### WHAT THE TASK REQUIRES
I would like the entries transcribed word for word, please, with the pictures removed.

** Opening INPUT block **

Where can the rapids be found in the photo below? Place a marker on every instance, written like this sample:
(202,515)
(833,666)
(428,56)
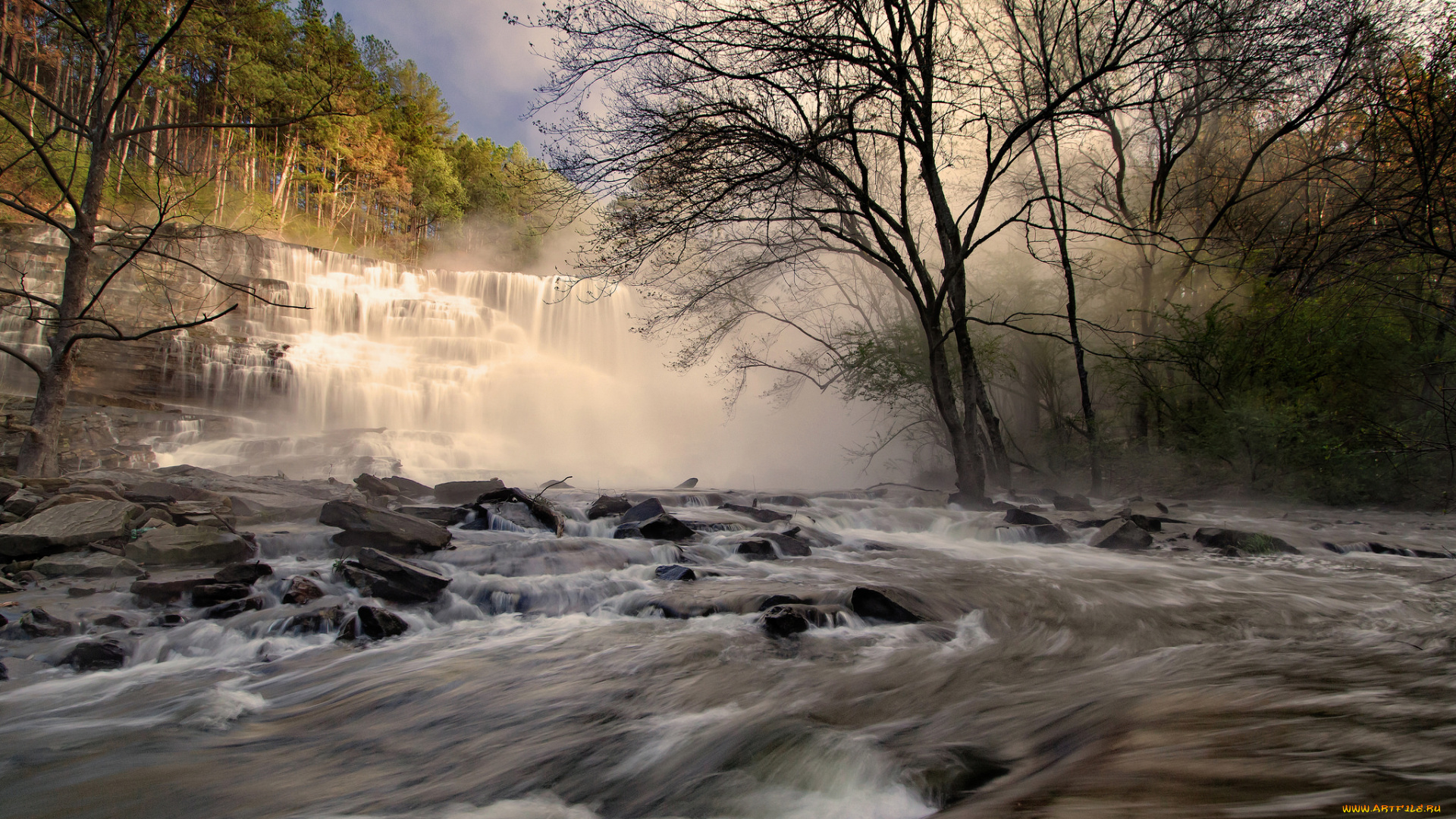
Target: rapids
(546,682)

** Closing INPUT block **

### WRITTEN ANSWER
Where can the rapids be found in the photo below? Place a marker on every instance, written like this sample:
(202,515)
(833,666)
(428,56)
Target: rapids
(546,682)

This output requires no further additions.